'''
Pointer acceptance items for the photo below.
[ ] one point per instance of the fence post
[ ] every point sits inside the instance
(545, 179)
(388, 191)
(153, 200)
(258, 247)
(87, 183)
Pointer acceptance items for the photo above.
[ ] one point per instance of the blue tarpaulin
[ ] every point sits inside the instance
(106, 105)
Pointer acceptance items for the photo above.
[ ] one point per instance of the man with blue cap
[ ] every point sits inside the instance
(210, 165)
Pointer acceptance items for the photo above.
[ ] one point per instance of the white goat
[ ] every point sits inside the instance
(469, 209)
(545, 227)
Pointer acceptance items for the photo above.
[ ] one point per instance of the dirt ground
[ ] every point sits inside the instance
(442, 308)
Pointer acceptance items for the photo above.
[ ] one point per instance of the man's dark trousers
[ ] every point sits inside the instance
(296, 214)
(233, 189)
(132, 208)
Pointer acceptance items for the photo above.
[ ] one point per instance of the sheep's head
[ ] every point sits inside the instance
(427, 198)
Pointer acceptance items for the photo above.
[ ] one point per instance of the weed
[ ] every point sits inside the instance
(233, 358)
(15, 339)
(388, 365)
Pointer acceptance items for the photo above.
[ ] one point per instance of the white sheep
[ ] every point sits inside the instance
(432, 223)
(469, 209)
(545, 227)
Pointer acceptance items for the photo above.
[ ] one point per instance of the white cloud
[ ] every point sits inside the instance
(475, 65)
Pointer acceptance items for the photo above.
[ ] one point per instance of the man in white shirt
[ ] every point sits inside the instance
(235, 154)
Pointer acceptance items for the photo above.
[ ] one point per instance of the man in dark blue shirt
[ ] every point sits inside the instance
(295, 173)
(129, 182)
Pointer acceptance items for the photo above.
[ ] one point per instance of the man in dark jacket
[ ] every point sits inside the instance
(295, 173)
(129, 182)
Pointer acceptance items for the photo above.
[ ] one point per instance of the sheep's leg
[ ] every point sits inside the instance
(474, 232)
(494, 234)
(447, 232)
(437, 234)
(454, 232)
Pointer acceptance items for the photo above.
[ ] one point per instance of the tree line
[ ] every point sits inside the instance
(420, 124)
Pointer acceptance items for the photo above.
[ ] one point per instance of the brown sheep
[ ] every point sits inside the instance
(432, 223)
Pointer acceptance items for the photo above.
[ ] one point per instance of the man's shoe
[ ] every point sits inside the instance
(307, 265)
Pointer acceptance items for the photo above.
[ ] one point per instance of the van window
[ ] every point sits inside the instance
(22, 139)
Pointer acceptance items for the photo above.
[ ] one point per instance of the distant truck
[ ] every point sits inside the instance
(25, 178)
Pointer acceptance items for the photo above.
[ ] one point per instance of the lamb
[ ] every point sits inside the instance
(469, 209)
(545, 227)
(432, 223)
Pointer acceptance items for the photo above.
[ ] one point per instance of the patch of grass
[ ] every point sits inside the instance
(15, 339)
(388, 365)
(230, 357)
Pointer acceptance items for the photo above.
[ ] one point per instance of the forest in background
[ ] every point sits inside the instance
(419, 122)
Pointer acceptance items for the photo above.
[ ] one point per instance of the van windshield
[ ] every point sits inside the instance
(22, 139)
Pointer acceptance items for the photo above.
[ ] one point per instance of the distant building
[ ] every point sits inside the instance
'''
■ DO THIS
Copy the material above back out, exactly as written.

■ EXERCISE SOLUTION
Pointer acceptance items for the photo below.
[ ] one point per instance of the fence post
[ ] every point sits inside the instance
(545, 179)
(388, 191)
(153, 200)
(258, 247)
(87, 183)
Pointer acceptance items for the photo above.
[ ] one point per instance of the blue tarpaulin
[ ] every point sits inside the instance
(106, 105)
Pointer acceptance items for the photo above.
[ ] one point per instance of the man with blue cap
[ ] every point sits inside the instance
(210, 165)
Pointer acceptance items for the photo above.
[ ] one point per instance of the white goat
[ ] every point sits inside the instance
(469, 209)
(545, 227)
Pointer acceptance items for the photo above.
[ ] one point per instance of the dirt ground
[ ] every point sits inside the instance
(442, 308)
Pointer acceptance items for the photo above.
[ ] one point per instance of the man's dark trousers
[ ] every point sits inside the instance
(296, 214)
(233, 189)
(132, 208)
Pointer acceptance items for the photo above.
[ ] one point per instance of the sheep's head
[ ] every point sits inside the instance
(427, 198)
Pointer acceptance items for the photo above.
[ ] one point per instance of the weed
[ ] every point sits inside the instance
(233, 358)
(15, 339)
(388, 365)
Pointer acceptance items for the photo above.
[ ] one point per instance of the white sheep
[ ] every point sits inside the instance
(432, 223)
(469, 209)
(545, 227)
Pointer acceptance items for the photo above.
[ ] one point per instance of the white cloud
[ ] every point sits inside the instance
(475, 65)
Pointer acceptance items for the photo above.
[ ] one point per instance of the man in white shirt
[ ] every point sits inside the instance
(235, 154)
Pointer acceptance items for the photo above.
[ ] one point per instance of the man in dark blue shirt
[ ] every point sits inside the instance
(295, 173)
(129, 182)
Pointer acceptance items for the photo above.
[ ] one point per instance of the man in dark jacket
[ ] every point sits inside the instance
(295, 173)
(129, 182)
Pointer acceptance items for the photo above.
[ ] one point per instance of the sheep's leg
[ ] every point sits inside the instance
(474, 232)
(494, 234)
(447, 232)
(437, 234)
(454, 232)
Pointer acceptance items for the photo above.
[ ] one point per instance of the tree line
[ ] every point sits inside the instance
(420, 124)
Pointer acceptance items for the photo above.
[ ] one point per instance of the brown sheep
[ ] every point sits inside the instance
(432, 223)
Pointer acceptance items for the photo above.
[ ] one point per instance of the man's shoe
[ ] every point sits inside the instance
(307, 265)
Pointer acceptance items for the photo above.
[ ] one point per instance of the van window
[ ] every point sits inside the instance
(22, 139)
Pointer acceptance items for the photo above.
[ ] one point per instance of the distant truck
[ ] every point sits inside the instance
(25, 178)
Pointer acceptance items for the photo above.
[ ] one point per instance of the lamb
[ ] every point sits inside the instance
(469, 209)
(545, 227)
(432, 223)
Pointer acceptance items for the photo above.
[ ] one point per instance of the patch of grass
[ ] every point sits inside the instance
(15, 339)
(388, 365)
(230, 357)
Pointer acceptance items for the photo above.
[ ] one point per instance of the forest in background
[ ] every point sits inside the instance
(419, 122)
Pointer acceptance items for the photo above.
[ ] one point per instance of the van windshield
[ ] every point sits inside the instance
(22, 139)
Pointer acceptance items for the photo above.
[ ] one point per instance of the distant building
[ ] every point sits inside the instance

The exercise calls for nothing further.